** Opening RECORDS FOR THE TASK block **

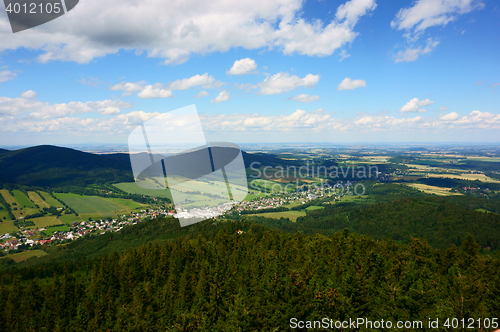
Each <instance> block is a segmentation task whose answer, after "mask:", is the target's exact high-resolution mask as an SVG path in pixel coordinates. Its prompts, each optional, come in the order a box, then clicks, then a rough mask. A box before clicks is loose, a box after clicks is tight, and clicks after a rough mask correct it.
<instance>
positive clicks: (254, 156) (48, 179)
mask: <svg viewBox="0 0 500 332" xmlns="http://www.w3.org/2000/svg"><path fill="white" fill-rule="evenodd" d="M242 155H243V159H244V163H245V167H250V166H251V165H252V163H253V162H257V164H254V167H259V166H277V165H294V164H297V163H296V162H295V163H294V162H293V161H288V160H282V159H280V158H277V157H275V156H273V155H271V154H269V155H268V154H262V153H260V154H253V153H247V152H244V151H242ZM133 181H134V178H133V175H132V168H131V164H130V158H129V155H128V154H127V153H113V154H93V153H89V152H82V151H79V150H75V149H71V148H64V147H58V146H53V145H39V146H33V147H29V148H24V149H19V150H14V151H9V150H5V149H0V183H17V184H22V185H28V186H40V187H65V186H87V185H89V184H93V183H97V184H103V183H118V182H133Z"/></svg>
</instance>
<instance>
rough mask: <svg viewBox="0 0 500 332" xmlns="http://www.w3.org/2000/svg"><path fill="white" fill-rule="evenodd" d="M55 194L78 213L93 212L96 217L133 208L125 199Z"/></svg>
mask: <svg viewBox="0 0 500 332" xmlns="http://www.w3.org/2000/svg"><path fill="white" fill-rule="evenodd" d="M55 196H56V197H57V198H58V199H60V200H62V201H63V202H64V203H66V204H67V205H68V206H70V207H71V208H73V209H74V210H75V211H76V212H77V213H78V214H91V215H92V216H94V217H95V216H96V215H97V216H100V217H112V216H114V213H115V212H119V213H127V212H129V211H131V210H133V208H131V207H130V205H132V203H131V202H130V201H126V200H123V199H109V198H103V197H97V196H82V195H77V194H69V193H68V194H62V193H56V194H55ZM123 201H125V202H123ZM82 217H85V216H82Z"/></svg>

** Closing RECORDS FOR THE TASK block **

EXERCISE AIM: Repeat the lines above exactly, and keep every picture out.

RESPONSE TO THIS TASK:
Each <instance> block is a segmentation task whose answer, after "mask:", is the target's exact high-resolution mask as an SVG path in pixel coordinates. Its prompts, each optional, come in the order a box, then clicks, then a rough mask. A box before clicks is loose, a box after clicks is tight, and clicks after a rough mask correct it.
<instance>
positive clicks: (254, 156) (48, 179)
mask: <svg viewBox="0 0 500 332" xmlns="http://www.w3.org/2000/svg"><path fill="white" fill-rule="evenodd" d="M242 155H243V159H244V163H245V167H250V166H251V165H252V163H253V162H257V164H254V167H259V166H277V165H294V164H297V163H296V162H295V163H294V162H293V161H288V160H282V159H280V158H277V157H275V156H273V155H271V154H269V155H268V154H262V153H260V154H253V153H247V152H244V151H242ZM133 181H134V178H133V175H132V168H131V164H130V158H129V155H128V154H127V153H113V154H93V153H89V152H82V151H79V150H75V149H71V148H64V147H58V146H53V145H39V146H33V147H29V148H24V149H19V150H14V151H9V150H5V149H0V183H17V184H22V185H28V186H40V187H65V186H87V185H89V184H93V183H97V184H103V183H118V182H133Z"/></svg>
</instance>
<instance>
rough mask: <svg viewBox="0 0 500 332" xmlns="http://www.w3.org/2000/svg"><path fill="white" fill-rule="evenodd" d="M55 194L78 213L93 212L96 217L133 208L125 199Z"/></svg>
mask: <svg viewBox="0 0 500 332" xmlns="http://www.w3.org/2000/svg"><path fill="white" fill-rule="evenodd" d="M55 196H56V197H57V198H58V199H60V200H62V201H63V202H64V203H66V204H67V205H68V206H70V207H71V208H73V209H74V210H75V211H76V212H77V213H78V214H91V215H92V216H94V217H95V216H96V215H97V216H100V217H112V216H114V213H115V212H119V213H127V212H129V211H131V210H133V208H131V207H130V205H132V203H131V202H130V201H126V200H123V199H109V198H103V197H97V196H82V195H77V194H69V193H68V194H62V193H56V194H55ZM123 201H125V202H123ZM82 217H85V216H82Z"/></svg>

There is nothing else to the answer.